-- begin Extract to read --

Bordeaux Bay

Bordeaux Bay
Bordeaux Bay by Guernsey-based artist Tony Taylor

Sunday, 20 May 2018


I've recently added a new word to my vocabulary ... vernissage, meaning a reception at a venue for an arts event that's about to take place.
The word's origin is French: its literal meaning is 'varnishing' and refers to the day before the opening of an exhibition that was traditionally reserved for the artist to varnish his paintings. Nowadays it's an opportunity for invited guests to mix and mingle ahead of the public opening of an arts event.

Hence the glass of red wine and lively conversation I enjoyed at the opening of the Guernsey Literary Festival, a four-day extravaganza of culture and art that's due to become an annual event.
This photograph was taken by Chris George, the island's finest photographer, whose extraordinary images of Guernsey enable even the most jaded of us to see our island as though for the first time and fall in love with it all over again.

You can find many more of Chris George's Festival pictures by clicking on the link below.

Tuesday, 15 May 2018


Is there such a thing as true silence and would it drive us mad if we found ourselves immersed in it?
Even in the most remote places there is subtle music to be heard: a keening wind, bird song, whispering grasses...
Such things help keep us sane.


A rat nests in a sheep’s rib cage,
alert: life in a lifeless place.
Stunted trees bend, where harsh winds rage,
resistant, like the sturdy race
of men whose sheep stand, like white stones,
on this land no man truly owns.

We crossed the plain, with boots and packs,
to find the dolmen, picnic there.
The sun, at noon, upon our backs,
warmed our pale skin, wind swept our hair.
I held you then as you loved me.
Sheep watched uninterestedly.

Today, sun bleaches stones and bones.
Young sheep graze where those others stood.
Around gnarled trees a wind still moans 
and teases music from warped wood
that rises endlessly above ...
haphazard harp-song for lost love.

Thursday, 10 May 2018


I’ve recently returned from Cambridgeshire, an interesting part of England that I had never previously visited. It has much to commend it.
At one point, I stumbled on a small, rural church tucked away in a clearing just off a narrow road and surrounded on three sides by meadows. A side door was open so I was able to go in and, as I always do on such occasions, thought of Betjemin and Larkin, those secular saints whose church poems so impressed me when first I read them.


It feels intrusive, stepping in
through the arched door uninvited.
Money in the collection tin,
a pound coin, appears to right it.
I look about. The church seems small:
not thirty feet from wall to wall.

No stained glass here, no bleeding Christ,
just  hymn books, hassocks, modest pews.
In this place, such things must suffice
to promulgate the Gospel news.
The congregation, I suppose,
shrinks week by week and never grows.

Preponderance of tweedy suits,
of wives in self-effacing hats,
an absence, here, of fresh recruits,
of newcomers to swell the stats.

-- end Extract to read --

* _Brief a_:
List every person named on the Bordeaux Bay page.

-- begin Provided data --

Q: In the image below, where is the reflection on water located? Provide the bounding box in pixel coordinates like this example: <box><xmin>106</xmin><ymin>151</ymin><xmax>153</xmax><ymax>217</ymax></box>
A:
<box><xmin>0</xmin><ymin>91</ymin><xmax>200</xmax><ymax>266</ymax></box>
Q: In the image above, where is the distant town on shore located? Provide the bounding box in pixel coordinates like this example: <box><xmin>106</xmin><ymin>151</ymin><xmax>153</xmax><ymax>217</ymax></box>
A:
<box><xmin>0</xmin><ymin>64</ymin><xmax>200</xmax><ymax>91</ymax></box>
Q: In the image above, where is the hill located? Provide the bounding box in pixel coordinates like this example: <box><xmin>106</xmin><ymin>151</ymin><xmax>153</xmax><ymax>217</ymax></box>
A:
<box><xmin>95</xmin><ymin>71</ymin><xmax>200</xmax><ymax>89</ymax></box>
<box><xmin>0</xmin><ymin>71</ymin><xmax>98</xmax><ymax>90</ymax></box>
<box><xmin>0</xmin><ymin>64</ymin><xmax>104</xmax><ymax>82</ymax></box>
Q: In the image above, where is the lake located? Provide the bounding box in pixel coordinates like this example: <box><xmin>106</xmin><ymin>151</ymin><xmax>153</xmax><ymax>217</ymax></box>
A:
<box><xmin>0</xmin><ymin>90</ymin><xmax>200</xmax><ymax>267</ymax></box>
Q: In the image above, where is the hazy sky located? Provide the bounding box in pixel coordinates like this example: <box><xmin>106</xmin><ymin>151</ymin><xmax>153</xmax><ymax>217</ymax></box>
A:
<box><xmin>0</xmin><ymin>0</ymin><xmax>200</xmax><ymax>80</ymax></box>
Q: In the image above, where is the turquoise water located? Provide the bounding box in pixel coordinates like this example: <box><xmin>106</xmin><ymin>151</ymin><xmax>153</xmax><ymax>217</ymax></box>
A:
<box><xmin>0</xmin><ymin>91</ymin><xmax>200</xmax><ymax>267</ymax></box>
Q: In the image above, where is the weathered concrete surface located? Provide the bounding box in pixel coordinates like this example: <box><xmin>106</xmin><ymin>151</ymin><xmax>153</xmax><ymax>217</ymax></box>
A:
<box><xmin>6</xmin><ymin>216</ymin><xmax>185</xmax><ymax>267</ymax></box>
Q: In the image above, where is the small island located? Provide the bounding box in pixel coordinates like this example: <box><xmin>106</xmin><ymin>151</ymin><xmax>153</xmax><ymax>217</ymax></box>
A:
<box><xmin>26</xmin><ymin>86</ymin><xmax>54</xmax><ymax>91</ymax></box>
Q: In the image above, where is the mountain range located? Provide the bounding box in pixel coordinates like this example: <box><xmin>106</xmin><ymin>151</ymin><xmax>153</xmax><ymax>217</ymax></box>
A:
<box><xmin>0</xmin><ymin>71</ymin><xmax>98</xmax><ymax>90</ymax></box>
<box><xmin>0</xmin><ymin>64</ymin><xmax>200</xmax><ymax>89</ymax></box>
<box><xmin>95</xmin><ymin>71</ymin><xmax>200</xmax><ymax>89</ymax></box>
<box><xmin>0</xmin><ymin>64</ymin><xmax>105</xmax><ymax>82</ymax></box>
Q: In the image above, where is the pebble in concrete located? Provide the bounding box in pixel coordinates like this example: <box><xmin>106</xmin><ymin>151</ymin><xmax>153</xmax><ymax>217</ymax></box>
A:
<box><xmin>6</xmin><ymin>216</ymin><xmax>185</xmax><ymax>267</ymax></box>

-- end Provided data --

* _Brief b_:
Pull out each line of the records above that contains the word "water", matching case exactly.

* _Complete response a_:
Tony Taylor, Chris George, Betjemin, Larkin

* _Complete response b_:
Q: In the image below, where is the reflection on water located? Provide the bounding box in pixel coordinates like this example: <box><xmin>106</xmin><ymin>151</ymin><xmax>153</xmax><ymax>217</ymax></box>
Q: In the image above, where is the turquoise water located? Provide the bounding box in pixel coordinates like this example: <box><xmin>106</xmin><ymin>151</ymin><xmax>153</xmax><ymax>217</ymax></box>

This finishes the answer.